**Required task:** Restate the complete material exactly.

————————

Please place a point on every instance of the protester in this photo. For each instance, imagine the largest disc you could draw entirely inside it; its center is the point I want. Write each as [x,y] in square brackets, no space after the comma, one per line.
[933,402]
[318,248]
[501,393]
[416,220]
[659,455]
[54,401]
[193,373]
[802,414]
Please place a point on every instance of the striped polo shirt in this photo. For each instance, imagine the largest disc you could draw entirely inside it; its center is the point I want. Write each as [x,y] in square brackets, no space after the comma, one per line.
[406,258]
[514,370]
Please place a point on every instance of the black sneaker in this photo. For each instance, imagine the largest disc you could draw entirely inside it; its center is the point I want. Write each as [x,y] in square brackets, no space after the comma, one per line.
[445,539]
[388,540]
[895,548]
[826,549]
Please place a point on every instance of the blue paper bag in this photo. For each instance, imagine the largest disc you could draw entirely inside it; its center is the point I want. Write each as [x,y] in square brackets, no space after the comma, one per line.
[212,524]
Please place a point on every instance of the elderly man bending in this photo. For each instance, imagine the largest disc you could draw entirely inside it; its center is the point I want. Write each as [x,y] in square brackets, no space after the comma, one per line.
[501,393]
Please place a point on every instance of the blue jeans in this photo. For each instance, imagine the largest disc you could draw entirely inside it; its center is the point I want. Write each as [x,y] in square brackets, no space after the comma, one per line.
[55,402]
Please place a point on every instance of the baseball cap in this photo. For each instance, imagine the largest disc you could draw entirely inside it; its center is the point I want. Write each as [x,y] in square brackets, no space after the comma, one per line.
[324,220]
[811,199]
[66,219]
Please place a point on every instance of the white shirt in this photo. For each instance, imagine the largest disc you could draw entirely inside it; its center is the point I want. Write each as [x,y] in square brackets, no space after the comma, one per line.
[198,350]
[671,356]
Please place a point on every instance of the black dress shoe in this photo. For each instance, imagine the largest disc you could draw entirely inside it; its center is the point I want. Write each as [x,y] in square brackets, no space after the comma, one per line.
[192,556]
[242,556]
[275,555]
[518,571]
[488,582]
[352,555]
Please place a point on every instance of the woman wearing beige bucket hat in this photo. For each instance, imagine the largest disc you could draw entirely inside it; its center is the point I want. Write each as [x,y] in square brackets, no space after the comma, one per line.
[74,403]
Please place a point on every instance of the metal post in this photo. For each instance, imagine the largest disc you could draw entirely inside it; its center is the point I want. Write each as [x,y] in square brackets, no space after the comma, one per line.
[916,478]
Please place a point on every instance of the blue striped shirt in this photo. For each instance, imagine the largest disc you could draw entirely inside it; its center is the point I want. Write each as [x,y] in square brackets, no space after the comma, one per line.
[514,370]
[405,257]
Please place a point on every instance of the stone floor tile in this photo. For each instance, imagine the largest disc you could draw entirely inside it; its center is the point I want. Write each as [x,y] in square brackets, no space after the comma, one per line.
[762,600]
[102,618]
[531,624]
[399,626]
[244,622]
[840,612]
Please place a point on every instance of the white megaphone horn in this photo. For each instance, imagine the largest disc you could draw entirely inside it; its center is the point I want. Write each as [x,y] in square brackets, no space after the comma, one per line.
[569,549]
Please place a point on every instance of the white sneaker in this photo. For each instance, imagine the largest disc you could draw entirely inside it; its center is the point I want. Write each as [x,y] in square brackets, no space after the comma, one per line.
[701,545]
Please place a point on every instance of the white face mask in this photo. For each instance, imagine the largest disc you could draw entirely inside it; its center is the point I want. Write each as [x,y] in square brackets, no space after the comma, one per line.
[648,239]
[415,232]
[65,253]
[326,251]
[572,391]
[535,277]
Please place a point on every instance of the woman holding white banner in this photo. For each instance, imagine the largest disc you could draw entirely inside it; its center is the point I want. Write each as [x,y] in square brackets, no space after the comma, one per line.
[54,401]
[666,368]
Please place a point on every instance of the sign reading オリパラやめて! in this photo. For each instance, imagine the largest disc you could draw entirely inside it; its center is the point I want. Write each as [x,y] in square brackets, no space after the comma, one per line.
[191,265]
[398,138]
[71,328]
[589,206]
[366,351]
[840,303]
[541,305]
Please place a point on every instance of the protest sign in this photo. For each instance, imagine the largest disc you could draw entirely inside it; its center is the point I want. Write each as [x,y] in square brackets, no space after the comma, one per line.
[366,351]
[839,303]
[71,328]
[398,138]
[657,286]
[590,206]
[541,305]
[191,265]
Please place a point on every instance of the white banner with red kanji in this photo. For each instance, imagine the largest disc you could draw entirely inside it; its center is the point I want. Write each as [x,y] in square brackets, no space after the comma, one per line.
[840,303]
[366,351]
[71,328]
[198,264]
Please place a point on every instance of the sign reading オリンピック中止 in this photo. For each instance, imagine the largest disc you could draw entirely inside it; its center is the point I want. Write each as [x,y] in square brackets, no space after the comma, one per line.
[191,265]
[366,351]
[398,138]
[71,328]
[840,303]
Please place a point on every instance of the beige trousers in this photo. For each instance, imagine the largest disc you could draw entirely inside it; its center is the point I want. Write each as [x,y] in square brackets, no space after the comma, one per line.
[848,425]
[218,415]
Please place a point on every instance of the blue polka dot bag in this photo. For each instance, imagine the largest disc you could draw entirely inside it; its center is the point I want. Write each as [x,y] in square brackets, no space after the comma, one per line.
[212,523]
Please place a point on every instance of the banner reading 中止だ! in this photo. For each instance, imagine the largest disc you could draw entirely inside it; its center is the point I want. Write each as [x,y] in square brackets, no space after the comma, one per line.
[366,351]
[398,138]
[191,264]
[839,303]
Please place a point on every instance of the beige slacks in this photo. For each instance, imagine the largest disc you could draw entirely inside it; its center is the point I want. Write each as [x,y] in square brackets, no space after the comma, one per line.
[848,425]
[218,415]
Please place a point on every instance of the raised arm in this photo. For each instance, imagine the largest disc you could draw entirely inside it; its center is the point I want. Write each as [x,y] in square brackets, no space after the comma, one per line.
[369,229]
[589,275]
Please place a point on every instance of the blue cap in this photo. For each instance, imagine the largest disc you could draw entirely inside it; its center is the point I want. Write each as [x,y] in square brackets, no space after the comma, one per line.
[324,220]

————————

**Final answer:**
Please place a point on every instance of the protester in this photo. For each instance, imagine the largest disc you could draw entirely inside it; its center is the point I want. Write each as [x,y] in square brackets, no space after the comma, one per line.
[933,402]
[318,248]
[501,393]
[416,220]
[659,455]
[54,401]
[193,373]
[802,414]
Please place a point on every instance of the striped polo shirt in this photo. For each instance, imagine the largest disc you could draw entirely inside it; its center is the point I want. Write each as [x,y] in square brackets, no space after the comma, one per line.
[406,258]
[514,370]
Please place a point on every instance of the black sneaker in this photo. For each instance, imagine the largest disc you could draw entirely inside it; its center is the point I want. Write each as [x,y] in square brackets, no space after the comma, one per line.
[445,539]
[388,540]
[895,548]
[826,549]
Please place a point on every instance of the blue paper bag in this photo. For each instance, imagine the largest disc you could draw entirely inside it; its center is the point I want. Write each as [x,y] in square brackets, no space after the comma, one per line.
[212,524]
Please place a point on every instance of the elderly man bending in this photo. For each instance, imagine the largest disc you could draw entirely inside it; its center is the point I want. Write each as [x,y] in square brackets, no space after the comma, one per line.
[501,393]
Please place a point on every instance of the blue jeans in this photo. For each instance, imagine the largest disc you could draw entirely inside it; its center is the point I want. Write each as [x,y] in square brackets, no space after the comma, one per line.
[55,402]
Please place a point on every instance of the baseball cap in this photo. For each instance, imagine the largest disc you could draw entirely inside it; its center is the point I want. Write each as [x,y] in square brackets, no space after the comma, one per line.
[324,220]
[811,199]
[66,219]
Please place a point on every instance of the white shirt in this photo. For each instance, imagine the largest disc you could draw entirely inside it; its center is the point I want. Write each as [x,y] in square brackets, no space after the comma, one per line.
[198,350]
[671,356]
Please place a point on every instance of the black dress shoe in this photo. For each instance, imagine the largest disc you could draw entirely inside it; its center is the point I want. Write each as [x,y] in square brackets, no space after the comma, one per line.
[192,556]
[242,556]
[275,555]
[518,571]
[488,582]
[352,555]
Please place a point on every instance of the woman wearing beige bucket hat in this photo. For each instance, imagine the largest disc you could draw entirely inside it; its center is the point I want. Write each as [x,y] in square brackets, no space after the comma, one per line.
[74,403]
Please place a point on every instance of the metal post in this photo. For each instance, imagine the largest disc you could draw entirely inside it; its center is the point I want. Write each as [x,y] in square brackets, no space after the comma, one per line.
[916,478]
Please place a point on every instance of the blue striped shirt in this photo. For each instance, imagine the largest disc you could draw entirely inside it; its center is the point I want. Write each as [x,y] in square brackets, no space after the comma, one per line.
[514,370]
[405,257]
Please place a point on every instance of the stone floor tile in this photo. For each instance, imagine the largest disc you could draw entirely inside it; its center is the point I want. Write each as [x,y] in square brackets, no space after the comma, one per line.
[762,600]
[102,618]
[531,624]
[399,626]
[244,622]
[840,612]
Please place a point on every instance of the white megaphone horn in this photo. For each instance, imagine the largest disc you could draw entirely inside it; its center is the point I want. Write each as [x,y] in square brackets, no space after the comma, one per line.
[569,549]
Please place a point on every instance of the white sneaker in this photo. For each instance, imagine the largest disc you could draw entirely inside it; its center is the point I want. Write each as [x,y] in square brackets, no space after the comma, one per line.
[701,545]
Please place a point on every instance of the white face mask in this photo. For each instance, imagine the largest disc you could draw entirely inside it; its center is the point I want. Write each as [x,y] in square brackets, no space after the comma, one per line.
[648,239]
[415,232]
[65,253]
[326,251]
[572,391]
[535,277]
Please place a point on every instance of the woman holding white banner in this photo. For each instance, imagine the largest disc you could draw entirely inside it; its center is the point I want. Write each as [x,y] in square brackets, no space after the comma, one per line.
[54,401]
[666,368]
Please place a point on every instance of the sign reading オリパラやめて! in this photo. For each instance, imagine the largest disc you could draw entirely inside it; its center is the point I want. Write each as [x,y] in square brackets, no space after the comma, one per line.
[191,265]
[398,138]
[71,328]
[589,206]
[366,351]
[840,303]
[541,305]
Please place a point on every instance of the protest sign in this photo. For each instance, imagine the largest disc you could draw entirely inside it; its center is the point I want. Write each as [x,y] in square brackets, no space after the comma, one per line.
[366,351]
[839,303]
[71,328]
[398,138]
[657,286]
[590,206]
[541,305]
[191,265]
Please place a point on every instance of the white banner with red kanji in this photo. For each instance, imagine the largest disc you could draw entirely inside it; its center is the point I want. Write each as [x,y] in square brackets, no space after the comma, one per line.
[840,303]
[366,351]
[71,328]
[198,264]
Please place a point on every instance of the sign reading オリンピック中止 in this photo. For each instance, imagine the largest disc you could draw entirely inside it; its center is the point I want. Write each as [x,y] in square brackets, no space after the comma, one per line.
[191,265]
[366,351]
[398,138]
[71,328]
[840,303]
Please place a point on every instance of the beige trousers in this photo. For each instance, imagine the largest disc you could draw entirely inside it; its center is the point I want. Write each as [x,y] in square brackets, no space after the comma, one per line.
[848,425]
[218,415]
Please place a point on every instance of the blue polka dot bag in this photo. For each instance, imagine the largest disc you could draw entirely inside it; its center is the point I want. Write each as [x,y] in square brackets, no space after the comma, one per line.
[212,523]
Please place a point on every instance of the banner reading 中止だ! in this photo. For each instance, imagine the largest disc you could draw entirely inside it; its center is the point I want. Write each as [x,y] in square brackets, no space after the comma, one per line.
[366,351]
[398,138]
[191,264]
[839,303]
Please place a point on every instance of the beige slacks in this photo. For each instance, imagine the largest disc you could draw entirely inside it; its center is the point I want. Write each as [x,y] in square brackets, no space after the comma, one per line.
[848,425]
[218,415]
Please place a point on every instance of the raised arm in this photo. For each instance, imagine the largest disc you could draw entirely inside it; its center is the point I want. Write each as [x,y] in square brackets, no space after the comma, one per line.
[369,229]
[589,275]
Please place a point on every instance of the blue cap in this photo. For each instance, imagine the largest disc you could draw entirely inside it; its center is the point I want. Write each as [x,y] in square brackets, no space after the comma, one per line.
[324,220]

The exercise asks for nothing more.